Written exercise: Could you rewrite the listing below so that every "drop a marker" becomes "place a pin", with nothing else altered?

--- BEGIN Provided data ---

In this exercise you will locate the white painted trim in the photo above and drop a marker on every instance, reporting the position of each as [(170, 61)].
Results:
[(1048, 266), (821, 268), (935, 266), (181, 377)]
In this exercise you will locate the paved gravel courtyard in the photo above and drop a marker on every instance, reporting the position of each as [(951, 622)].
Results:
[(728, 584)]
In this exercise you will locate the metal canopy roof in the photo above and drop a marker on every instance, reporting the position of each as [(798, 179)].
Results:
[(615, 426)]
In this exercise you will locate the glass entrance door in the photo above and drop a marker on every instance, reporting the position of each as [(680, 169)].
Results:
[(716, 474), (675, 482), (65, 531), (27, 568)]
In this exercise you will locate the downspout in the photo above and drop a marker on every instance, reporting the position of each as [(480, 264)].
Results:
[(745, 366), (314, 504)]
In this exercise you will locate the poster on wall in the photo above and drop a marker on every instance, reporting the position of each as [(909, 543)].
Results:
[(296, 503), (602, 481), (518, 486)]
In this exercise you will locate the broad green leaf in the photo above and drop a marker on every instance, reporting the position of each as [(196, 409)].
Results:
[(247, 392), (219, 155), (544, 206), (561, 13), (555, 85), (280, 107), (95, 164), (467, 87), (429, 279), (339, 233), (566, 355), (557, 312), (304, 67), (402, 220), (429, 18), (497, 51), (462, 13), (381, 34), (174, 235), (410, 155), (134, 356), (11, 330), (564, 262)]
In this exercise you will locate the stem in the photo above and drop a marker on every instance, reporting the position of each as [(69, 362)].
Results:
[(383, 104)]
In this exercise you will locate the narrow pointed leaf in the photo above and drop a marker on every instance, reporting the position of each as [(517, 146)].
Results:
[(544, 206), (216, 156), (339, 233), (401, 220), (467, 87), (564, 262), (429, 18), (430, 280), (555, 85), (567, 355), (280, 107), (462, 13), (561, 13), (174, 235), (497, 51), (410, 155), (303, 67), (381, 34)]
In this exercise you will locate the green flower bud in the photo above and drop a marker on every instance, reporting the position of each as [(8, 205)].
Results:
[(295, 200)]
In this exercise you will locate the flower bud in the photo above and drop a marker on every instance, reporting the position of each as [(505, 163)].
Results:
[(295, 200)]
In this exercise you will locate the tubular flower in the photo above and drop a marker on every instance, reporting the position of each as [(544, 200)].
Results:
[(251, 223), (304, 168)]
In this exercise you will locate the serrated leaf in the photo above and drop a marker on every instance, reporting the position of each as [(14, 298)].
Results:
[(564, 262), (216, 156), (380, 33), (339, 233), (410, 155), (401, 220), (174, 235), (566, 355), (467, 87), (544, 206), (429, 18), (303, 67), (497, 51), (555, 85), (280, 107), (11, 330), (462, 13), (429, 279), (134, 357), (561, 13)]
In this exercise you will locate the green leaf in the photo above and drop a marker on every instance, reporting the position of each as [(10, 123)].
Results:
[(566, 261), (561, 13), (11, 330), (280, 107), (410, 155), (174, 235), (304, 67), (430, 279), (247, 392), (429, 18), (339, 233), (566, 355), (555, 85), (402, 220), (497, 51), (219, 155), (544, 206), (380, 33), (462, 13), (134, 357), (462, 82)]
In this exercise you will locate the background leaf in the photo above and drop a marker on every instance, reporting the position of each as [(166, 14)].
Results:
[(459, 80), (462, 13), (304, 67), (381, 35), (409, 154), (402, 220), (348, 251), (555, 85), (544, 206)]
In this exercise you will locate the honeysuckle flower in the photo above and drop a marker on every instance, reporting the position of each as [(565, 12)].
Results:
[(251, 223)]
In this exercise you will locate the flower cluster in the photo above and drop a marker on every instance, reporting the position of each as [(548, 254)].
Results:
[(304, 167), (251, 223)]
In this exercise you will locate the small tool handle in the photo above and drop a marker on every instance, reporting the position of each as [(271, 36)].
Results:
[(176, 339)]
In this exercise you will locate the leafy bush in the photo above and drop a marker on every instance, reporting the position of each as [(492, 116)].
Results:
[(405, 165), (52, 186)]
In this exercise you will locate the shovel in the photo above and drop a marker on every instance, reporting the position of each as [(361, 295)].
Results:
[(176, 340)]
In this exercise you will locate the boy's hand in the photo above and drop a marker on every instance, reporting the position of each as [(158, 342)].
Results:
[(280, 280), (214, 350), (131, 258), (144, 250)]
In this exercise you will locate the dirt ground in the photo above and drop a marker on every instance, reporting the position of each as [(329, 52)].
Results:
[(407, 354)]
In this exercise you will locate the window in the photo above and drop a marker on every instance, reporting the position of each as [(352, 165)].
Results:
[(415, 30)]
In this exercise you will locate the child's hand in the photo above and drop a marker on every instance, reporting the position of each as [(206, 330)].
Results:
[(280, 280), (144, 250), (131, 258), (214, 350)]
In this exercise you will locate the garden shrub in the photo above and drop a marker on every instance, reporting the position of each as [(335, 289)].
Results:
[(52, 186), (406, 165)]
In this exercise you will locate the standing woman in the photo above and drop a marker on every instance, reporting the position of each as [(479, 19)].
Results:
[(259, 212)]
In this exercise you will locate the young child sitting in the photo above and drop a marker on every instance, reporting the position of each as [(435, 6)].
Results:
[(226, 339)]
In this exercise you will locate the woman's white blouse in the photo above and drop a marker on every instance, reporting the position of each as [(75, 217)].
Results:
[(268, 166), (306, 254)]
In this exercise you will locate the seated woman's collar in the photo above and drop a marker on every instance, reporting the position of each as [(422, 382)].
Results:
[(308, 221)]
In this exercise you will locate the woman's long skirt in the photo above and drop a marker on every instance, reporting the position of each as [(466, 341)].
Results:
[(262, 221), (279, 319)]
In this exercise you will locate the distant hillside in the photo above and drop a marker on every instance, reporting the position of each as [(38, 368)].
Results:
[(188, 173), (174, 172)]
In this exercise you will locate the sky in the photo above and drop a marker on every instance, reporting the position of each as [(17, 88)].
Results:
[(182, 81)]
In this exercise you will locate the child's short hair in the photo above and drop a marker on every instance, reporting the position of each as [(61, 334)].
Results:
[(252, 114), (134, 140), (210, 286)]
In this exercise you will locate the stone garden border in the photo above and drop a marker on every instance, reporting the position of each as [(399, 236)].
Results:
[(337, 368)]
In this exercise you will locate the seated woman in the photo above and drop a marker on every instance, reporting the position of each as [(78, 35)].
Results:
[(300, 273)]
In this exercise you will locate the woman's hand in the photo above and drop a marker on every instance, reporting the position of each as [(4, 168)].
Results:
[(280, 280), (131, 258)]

--- END Provided data ---

Task response:
In this exercise you will locate the white painted trim in the photo above and place a pin on every instance, reporting the position of each as [(170, 61)].
Results:
[(1048, 266), (821, 268), (935, 266), (181, 377)]
In this exercise you will locate the paved gravel courtyard in the photo above and place a pin on every instance, reporting the position of each as [(951, 622)].
Results:
[(728, 584)]
In this exercise you will locate the metal canopy roof in the photo above and place a pin on every instance, reporting the position of each as [(798, 179)].
Results:
[(615, 426)]
In this exercise you will locate the glass entrance door in the photo above and place a pin on every instance, reporting the position of each as [(680, 169)].
Results:
[(716, 474), (675, 482), (65, 531), (27, 568)]
In this exercise you will locate the downspout in the photo above and place a pin on every instance, reporting the position of each as [(480, 264)].
Results:
[(745, 366), (314, 504)]
In this exercise you will locate the poster on wall in the photo above and place a pin on every instance, reporting the position of each as [(909, 543)].
Results:
[(296, 503), (602, 481), (518, 486)]
In this exercise you will locate the broad green leaf in the photo above and place a pin on every instance, reporting the position of each as [(196, 409)].
Results:
[(247, 392), (219, 155), (544, 206), (561, 13), (555, 85), (280, 107), (95, 164), (467, 87), (429, 279), (339, 233), (566, 355), (557, 312), (304, 67), (402, 220), (429, 18), (497, 51), (462, 13), (381, 34), (174, 235), (410, 155), (134, 356), (11, 330), (564, 262)]
In this exercise you will locate the stem in the photo above and place a pin on every instance, reporting the position of each as [(69, 362)].
Results:
[(383, 104)]
In this exercise you will locate the narrow pointed leaf in the photo above and place a pin on every instance, reporting the position of each as [(517, 146)].
Results:
[(544, 206), (216, 156), (339, 233), (401, 220), (467, 87), (564, 262), (429, 18), (430, 280), (555, 85), (567, 355), (280, 107), (462, 13), (561, 13), (174, 235), (497, 51), (410, 155), (303, 67), (381, 34)]
In this exercise you will locate the green flower bud in the photo above and place a pin on every instance, reporting the position of each as [(8, 205)].
Results:
[(295, 200)]
In this exercise you will locate the flower bud in the photo above and place a pin on every instance, reporting the position of each as [(505, 163)].
Results:
[(295, 200)]
In this exercise you will locate the tubular flower in the photo above and place a pin on every instance, reporting the position of each as [(544, 200)].
Results:
[(251, 223), (304, 168)]
In this exercise you will locate the serrated leaf in the photo above and place a pin on every instance, reporting the position of each as [(14, 298)].
Results:
[(564, 262), (216, 156), (380, 33), (339, 233), (410, 155), (401, 220), (174, 235), (566, 355), (467, 87), (544, 206), (429, 18), (303, 67), (497, 51), (555, 85), (280, 107), (11, 330), (462, 13), (429, 279), (134, 357), (561, 13)]
In this exercise you will locate the green leaf in the photo above and place a pin on every instance, reporting the position of each as [(10, 123)].
Results:
[(566, 261), (561, 13), (11, 330), (280, 107), (410, 155), (174, 235), (304, 67), (430, 279), (247, 392), (429, 18), (339, 233), (566, 355), (555, 85), (402, 220), (497, 51), (219, 155), (544, 206), (380, 33), (462, 13), (134, 357), (462, 82)]
In this exercise you will locate the background leaf in the photo above and place a pin on every instance, reporting the position of each as [(166, 14)].
Results:
[(459, 80), (462, 13), (304, 67), (381, 35), (409, 154), (402, 220), (348, 251), (555, 85), (544, 206)]
In this exercise you will locate the honeysuckle flower in the photo above and place a pin on every instance, reporting the position of each as [(565, 12)].
Results:
[(251, 223)]
In this exercise you will locate the flower cluster in the photo above and place a pin on every instance, reporting the position of each as [(548, 254)].
Results:
[(304, 167), (251, 223)]
In this exercise you will locate the small tool handle in the photo above and place a pin on every instance, reporting the position of each as [(271, 36)].
Results:
[(176, 339)]
In this exercise you will locate the leafy bush in the photo above and place a pin on every instance, reporting the position of each as [(492, 116)].
Results:
[(405, 165), (52, 186)]
In this exercise you will locate the shovel in the photo above and place a pin on every instance, reporting the position of each as [(361, 295)].
Results:
[(176, 340)]
In this exercise you will locate the boy's hand in the photo above and place a pin on every instance, reporting the position of each as [(158, 342)].
Results:
[(280, 280), (214, 350), (131, 258), (144, 250)]
In this exercise you will locate the dirt ground in the photo above and place a pin on every instance, reporting the position of each as [(329, 52)].
Results:
[(407, 354)]
In this exercise you will locate the window in the photo above and place a pin on every instance, reporting the position of each as [(352, 165)].
Results:
[(415, 30)]
In this exercise you will locate the child's hand in the photo above and place a pin on every instance, reporting the position of each as [(206, 330)].
Results:
[(280, 280), (144, 250), (131, 258), (214, 350)]
In this exercise you will locate the garden shrub in the photo above and place a pin on every instance, reporting the position of each as [(335, 289)].
Results:
[(52, 186), (406, 165)]
In this exercise you will locate the standing woman in the photo above and place a pin on every instance, reporting the position of each as [(479, 19)].
Results:
[(259, 212)]
In this exercise you will locate the young child sitting in the photo above and place a pin on every instance, reporting the position of each as [(435, 6)].
Results:
[(226, 339)]
In this exercise you will locate the woman's white blouse in the photo above and place a pin on every instance, reporting the position of each as [(75, 217)].
Results:
[(268, 166), (306, 254)]
In this exercise you will locate the seated woman's collar in the photo above and place a pin on every instance, reporting the position of each as [(422, 382)].
Results:
[(308, 221)]
In this exercise you will locate the woman's long skirt in the photo above and place a pin on every instance, reporting the position of each as [(466, 341)].
Results:
[(262, 221), (279, 319)]
In this exercise you will locate the distant hillside in the photo above and place a pin on every instance, reporting the position of each as [(38, 368)].
Results:
[(188, 173), (174, 172)]
In this exercise you will locate the sky in the photo above and place a pin on every instance, reporting the position of each as [(17, 88)].
Results:
[(182, 81)]
In this exercise you will locate the child's short hair in the photo above and place a pin on every instance, reporting the position of each as [(61, 334)].
Results:
[(252, 114), (134, 140), (210, 286)]
In this exercise you will locate the stone garden border in the photo above and place a pin on every instance, reporting the position of each as [(399, 236)].
Results:
[(337, 368)]
In this exercise you will locate the seated woman in the photo above and place a pin on every instance, reporting the position of each as [(78, 35)].
Results:
[(300, 273)]
In this exercise you will locate the woman's hand in the photo above and place a pin on every instance, reporting the position of each as [(4, 168)].
Results:
[(280, 280), (131, 258)]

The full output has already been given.